* [Goal A]: List every person named in the commentary on campaign finance reform, giving each name as it first appears.
* [Goal B]: From the commentary on campaign finance reform, return the passage from "Of course, Democrats" up to and including "under phony names.", copied word for word.

* [Passage to read]:
· · · · · · ·
The end of campaign finance reform

The former head of the FEC, Bradley Smith, wrote yesterday in the Washington Post about the unbelievable job that Obama has done in fundraising, breaking all records. And it is more than just getting money from all these millions of small donors.
Obama has indeed attracted record numbers of small contributors, many giving just a few dollars over the Internet. By the end of October, however, the Obama campaign will almost certainly have raised more money in contributions of $200 or more than any previous presidential candidate has raised in total contributions of any size. Here's another key comparison: A greater percentage of Obama's funds have come from donors contributing more than $200 than the percentage of funds President Bush raised from such donors in his 2000 and 2004 campaigns. Don't think $200 is a "large" contribution? Well, Obama is also likely to raise twice as much money in contributions of $1,000 or more than any previous candidate in history. In short, if every small contribution, however defined, were taken away from the Obama campaign, he would still have raised more money in large contributions than any candidate before -- by a very substantial margin. Yet Obama isn't worried about any corrupting effects of all this cash, and neither are his supporters, who continue to open their wallets.
Of course, Democrats who used to worry so much about the corrupting influence of money in politics are notably silent now that it is their guy raking in the dough. And forget about all those arguments about the inequities of having one candidate rake in so much more money than another candidate. You don't hear those arguments any more now that it is the Democratic candidate with the fundraising advantage.

John McCain can whine all he wants about how Obama broke his promise about taking public money, but no one cares. People don't vote based on perceptions of corruption or inequality in fundraising. And Democrats are suddenly uninterested in questions about fundraising violations whether it's possible foreign donors or all the stories we've seen of people who were able to donate money to the Obama campaign under phony names.

Perhaps this election has had the effect of blowing away John McCain's major achievement, campaign finance reform.
This suggests that partisanship, rather than principle, is what drives most support for campaign finance reform. When one side is being outspent, its partisans naturally want to limit the fundraising of the other side. But if we really are concerned about "fairness," the best approach is probably to remove restrictions on fundraising altogether, rather than limit the speech of those who are raising money successfully.

Campaign finance laws never affect all candidates equally. For example, the one area where McCain has an advantage this cycle is the fundraising success of the RNC versus the DNC. But because of the byzantine campaign finance rules (for which he bears considerable responsibility), the Arizona senator cannot take full advantage of that edge. Due to the rules, the RNC can only use a portion of those funds to campaign for its presidential nominee. This is illogical and, this year, increases the inequality in campaign spending.

We should consider it a healthy thing when Americans support their political beliefs with their dollars. What we see in this election is that contributions don't really cause "corruption" and that we don't really want the government deciding who has spoken too much and who has not spoken enough. If Obama's fundraising shows us the emptiness of the arguments for campaign finance "reform," he will have done us a great service, in spite of himself.
· · · · · · ·
(Object location annotation data)
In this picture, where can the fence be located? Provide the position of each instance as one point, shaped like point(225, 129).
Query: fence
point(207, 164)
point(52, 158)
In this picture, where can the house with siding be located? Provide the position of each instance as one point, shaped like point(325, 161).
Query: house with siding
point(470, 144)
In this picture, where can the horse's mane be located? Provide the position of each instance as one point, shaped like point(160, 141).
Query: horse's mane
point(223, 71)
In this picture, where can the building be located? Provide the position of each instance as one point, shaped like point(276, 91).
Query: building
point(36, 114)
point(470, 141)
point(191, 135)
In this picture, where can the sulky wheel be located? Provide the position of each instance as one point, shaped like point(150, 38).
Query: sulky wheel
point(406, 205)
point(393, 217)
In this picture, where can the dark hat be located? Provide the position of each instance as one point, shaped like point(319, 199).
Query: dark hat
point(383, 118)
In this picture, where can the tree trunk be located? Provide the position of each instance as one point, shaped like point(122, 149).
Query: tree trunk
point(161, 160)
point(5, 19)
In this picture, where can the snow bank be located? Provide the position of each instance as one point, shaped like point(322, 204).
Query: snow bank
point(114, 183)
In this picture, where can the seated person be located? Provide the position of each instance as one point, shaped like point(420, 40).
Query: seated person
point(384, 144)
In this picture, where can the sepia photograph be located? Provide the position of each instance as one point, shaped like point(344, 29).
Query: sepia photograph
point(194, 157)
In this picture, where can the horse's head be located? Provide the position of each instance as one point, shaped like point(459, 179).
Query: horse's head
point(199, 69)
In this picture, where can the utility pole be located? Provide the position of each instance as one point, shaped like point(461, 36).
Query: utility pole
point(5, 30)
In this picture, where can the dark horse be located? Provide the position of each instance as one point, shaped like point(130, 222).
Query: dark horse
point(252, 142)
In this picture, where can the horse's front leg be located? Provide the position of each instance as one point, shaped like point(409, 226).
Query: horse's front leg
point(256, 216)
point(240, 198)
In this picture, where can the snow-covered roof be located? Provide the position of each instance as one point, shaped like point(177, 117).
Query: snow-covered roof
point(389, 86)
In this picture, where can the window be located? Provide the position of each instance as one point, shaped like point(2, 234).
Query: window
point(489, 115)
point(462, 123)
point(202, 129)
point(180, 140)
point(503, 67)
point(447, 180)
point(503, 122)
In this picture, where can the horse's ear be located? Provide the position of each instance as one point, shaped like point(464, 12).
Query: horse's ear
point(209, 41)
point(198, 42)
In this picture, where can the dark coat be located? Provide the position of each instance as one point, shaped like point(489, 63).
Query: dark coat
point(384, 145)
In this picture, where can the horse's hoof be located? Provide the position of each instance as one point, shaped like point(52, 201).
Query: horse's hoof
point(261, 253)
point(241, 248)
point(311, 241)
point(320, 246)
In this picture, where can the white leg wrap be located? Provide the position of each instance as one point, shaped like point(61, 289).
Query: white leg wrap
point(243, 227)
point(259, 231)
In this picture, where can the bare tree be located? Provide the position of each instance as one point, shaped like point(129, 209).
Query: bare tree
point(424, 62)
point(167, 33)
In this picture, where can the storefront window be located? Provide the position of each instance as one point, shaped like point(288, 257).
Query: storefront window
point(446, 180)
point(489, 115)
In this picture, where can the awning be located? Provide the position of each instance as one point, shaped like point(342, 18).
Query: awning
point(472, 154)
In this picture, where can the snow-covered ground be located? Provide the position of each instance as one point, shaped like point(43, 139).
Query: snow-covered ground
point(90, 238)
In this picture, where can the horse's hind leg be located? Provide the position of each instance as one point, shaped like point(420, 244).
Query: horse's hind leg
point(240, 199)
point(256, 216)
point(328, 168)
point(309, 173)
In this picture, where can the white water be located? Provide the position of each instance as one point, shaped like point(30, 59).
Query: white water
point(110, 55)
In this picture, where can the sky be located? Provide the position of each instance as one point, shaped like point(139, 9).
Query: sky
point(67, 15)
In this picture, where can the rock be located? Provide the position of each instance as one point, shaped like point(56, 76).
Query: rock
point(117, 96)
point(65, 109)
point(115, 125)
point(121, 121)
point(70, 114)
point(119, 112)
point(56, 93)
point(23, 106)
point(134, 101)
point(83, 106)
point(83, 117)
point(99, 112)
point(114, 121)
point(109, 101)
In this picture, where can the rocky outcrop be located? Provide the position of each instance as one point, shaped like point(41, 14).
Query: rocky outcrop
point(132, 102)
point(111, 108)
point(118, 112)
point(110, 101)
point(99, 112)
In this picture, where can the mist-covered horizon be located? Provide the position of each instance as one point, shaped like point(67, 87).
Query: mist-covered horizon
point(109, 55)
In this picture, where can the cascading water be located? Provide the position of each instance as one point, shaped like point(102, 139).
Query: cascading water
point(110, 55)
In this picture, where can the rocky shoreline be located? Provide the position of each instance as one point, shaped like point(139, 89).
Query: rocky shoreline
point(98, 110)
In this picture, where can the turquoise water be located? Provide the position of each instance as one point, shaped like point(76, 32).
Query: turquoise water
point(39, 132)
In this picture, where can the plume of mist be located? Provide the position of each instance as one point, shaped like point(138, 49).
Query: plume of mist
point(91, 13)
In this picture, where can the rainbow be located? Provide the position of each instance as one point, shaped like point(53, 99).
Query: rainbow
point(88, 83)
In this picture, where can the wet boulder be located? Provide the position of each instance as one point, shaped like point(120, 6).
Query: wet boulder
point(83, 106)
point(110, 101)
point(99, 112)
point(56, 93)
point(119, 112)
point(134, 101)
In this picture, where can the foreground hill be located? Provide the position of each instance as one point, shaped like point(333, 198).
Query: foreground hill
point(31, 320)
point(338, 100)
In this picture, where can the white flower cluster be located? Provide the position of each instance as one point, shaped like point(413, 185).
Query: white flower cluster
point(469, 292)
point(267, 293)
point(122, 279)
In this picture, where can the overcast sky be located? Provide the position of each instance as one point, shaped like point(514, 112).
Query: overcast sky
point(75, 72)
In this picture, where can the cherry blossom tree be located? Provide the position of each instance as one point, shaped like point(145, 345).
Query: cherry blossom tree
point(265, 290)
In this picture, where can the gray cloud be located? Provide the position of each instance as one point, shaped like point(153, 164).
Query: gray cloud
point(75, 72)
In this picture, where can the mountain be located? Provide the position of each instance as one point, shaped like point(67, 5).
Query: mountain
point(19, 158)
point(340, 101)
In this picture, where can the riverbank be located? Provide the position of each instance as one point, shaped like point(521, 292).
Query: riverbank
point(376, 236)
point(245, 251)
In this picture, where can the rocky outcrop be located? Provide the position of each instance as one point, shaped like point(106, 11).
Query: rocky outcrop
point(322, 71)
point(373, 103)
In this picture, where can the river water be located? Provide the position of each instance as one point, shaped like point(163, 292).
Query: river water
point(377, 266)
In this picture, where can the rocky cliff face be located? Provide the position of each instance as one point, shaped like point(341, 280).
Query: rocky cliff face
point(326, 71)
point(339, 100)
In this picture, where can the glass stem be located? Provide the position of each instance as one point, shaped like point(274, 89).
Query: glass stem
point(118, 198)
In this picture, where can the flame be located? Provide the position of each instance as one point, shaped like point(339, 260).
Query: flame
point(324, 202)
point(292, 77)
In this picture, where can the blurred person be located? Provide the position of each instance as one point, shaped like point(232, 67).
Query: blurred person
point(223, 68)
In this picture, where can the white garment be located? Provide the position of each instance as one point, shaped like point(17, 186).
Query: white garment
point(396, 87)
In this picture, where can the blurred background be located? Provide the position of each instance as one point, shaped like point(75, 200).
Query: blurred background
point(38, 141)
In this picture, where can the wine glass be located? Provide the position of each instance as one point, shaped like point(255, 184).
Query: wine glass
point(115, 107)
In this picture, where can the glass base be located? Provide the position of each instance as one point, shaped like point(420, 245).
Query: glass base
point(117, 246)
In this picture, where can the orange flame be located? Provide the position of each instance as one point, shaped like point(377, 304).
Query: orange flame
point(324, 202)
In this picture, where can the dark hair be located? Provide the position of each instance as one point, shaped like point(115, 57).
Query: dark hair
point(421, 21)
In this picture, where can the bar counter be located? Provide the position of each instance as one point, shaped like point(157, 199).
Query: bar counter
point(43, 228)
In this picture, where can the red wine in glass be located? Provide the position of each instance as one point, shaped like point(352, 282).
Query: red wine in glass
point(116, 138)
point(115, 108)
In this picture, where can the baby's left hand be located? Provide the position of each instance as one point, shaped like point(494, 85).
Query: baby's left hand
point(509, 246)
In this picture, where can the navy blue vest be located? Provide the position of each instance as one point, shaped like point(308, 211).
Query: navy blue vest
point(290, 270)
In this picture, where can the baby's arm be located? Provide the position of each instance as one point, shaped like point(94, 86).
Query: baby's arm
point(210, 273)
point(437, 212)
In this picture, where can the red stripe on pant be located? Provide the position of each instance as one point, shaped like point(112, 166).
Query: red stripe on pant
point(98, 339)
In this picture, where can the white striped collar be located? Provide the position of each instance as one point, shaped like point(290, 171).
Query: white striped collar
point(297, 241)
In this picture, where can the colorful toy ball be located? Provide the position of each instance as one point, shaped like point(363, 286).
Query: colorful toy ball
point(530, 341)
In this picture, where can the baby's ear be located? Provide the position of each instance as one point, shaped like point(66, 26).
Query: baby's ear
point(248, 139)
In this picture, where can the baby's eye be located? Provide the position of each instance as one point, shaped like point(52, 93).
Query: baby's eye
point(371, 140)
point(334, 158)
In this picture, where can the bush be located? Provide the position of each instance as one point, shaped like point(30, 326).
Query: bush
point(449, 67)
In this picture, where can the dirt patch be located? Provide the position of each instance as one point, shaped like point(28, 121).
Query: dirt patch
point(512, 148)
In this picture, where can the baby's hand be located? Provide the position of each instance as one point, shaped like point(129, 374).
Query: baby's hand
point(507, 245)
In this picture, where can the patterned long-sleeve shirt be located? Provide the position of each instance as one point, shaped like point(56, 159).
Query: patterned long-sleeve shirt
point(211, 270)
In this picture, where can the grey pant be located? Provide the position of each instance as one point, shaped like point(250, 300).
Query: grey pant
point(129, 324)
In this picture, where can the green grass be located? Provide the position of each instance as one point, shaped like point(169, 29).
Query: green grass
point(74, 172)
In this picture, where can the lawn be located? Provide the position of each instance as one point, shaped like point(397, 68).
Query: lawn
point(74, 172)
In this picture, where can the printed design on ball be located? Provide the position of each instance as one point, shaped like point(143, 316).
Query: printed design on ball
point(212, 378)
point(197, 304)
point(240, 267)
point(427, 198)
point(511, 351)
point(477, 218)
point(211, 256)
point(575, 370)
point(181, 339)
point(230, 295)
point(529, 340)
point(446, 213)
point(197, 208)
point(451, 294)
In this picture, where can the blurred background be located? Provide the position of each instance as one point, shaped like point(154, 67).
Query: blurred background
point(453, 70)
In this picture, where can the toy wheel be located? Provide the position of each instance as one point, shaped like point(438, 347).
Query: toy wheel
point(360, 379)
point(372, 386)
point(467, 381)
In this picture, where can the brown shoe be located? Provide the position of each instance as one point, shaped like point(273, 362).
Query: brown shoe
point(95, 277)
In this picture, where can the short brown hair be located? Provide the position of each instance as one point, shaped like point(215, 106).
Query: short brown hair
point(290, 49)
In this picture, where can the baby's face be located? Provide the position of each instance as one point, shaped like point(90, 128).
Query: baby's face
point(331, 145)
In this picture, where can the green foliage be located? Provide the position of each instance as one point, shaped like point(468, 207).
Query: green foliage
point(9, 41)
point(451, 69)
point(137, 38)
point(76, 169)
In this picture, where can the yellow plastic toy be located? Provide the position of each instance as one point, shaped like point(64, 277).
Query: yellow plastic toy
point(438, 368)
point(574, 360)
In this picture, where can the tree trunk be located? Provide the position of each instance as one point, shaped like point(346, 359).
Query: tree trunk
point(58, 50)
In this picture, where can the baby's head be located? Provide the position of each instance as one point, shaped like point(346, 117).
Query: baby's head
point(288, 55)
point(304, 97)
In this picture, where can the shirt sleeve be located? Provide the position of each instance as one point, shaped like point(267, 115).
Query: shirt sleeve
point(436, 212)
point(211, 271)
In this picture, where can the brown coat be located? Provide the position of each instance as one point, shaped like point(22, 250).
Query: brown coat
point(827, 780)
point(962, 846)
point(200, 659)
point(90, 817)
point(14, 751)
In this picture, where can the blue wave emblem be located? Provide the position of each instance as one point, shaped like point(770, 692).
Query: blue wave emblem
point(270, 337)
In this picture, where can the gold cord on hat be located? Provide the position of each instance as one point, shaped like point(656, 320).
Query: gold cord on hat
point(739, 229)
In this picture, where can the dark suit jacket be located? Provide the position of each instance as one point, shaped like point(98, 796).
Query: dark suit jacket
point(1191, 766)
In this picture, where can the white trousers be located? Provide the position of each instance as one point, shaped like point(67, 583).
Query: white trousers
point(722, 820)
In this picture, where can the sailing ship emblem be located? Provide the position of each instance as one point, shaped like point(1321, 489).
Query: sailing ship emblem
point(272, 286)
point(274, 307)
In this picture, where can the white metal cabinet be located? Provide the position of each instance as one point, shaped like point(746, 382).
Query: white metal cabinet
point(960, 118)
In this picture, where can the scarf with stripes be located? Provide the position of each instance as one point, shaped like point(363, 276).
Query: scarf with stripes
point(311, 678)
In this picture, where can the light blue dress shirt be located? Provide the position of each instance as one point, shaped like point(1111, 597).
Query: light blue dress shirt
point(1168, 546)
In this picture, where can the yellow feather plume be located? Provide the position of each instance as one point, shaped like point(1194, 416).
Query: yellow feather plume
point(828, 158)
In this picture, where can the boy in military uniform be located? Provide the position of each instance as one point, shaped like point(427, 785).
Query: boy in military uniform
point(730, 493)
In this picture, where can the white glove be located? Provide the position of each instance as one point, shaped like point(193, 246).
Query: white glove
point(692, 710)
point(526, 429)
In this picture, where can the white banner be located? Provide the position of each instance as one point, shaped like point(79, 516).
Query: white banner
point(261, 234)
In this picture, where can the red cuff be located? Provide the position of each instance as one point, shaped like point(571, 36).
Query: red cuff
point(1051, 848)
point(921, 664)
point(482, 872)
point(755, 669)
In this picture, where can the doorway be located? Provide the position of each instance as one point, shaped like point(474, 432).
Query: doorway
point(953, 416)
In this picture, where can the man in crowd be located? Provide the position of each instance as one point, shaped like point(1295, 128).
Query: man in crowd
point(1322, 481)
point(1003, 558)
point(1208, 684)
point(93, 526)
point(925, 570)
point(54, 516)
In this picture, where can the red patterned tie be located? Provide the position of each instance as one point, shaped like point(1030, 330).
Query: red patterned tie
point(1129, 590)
· · · · · · ·
* [Correct output A]:
- Bradley Smith
- Obama
- Bush
- John McCain

* [Correct output B]:
Of course, Democrats who used to worry so much about the corrupting influence of money in politics are notably silent now that it is their guy raking in the dough. And forget about all those arguments about the inequities of having one candidate rake in so much more money than another candidate. You don't hear those arguments any more now that it is the Democratic candidate with the fundraising advantage.

John McCain can whine all he wants about how Obama broke his promise about taking public money, but no one cares. People don't vote based on perceptions of corruption or inequality in fundraising. And Democrats are suddenly uninterested in questions about fundraising violations whether it's possible foreign donors or all the stories we've seen of people who were able to donate money to the Obama campaign under phony names.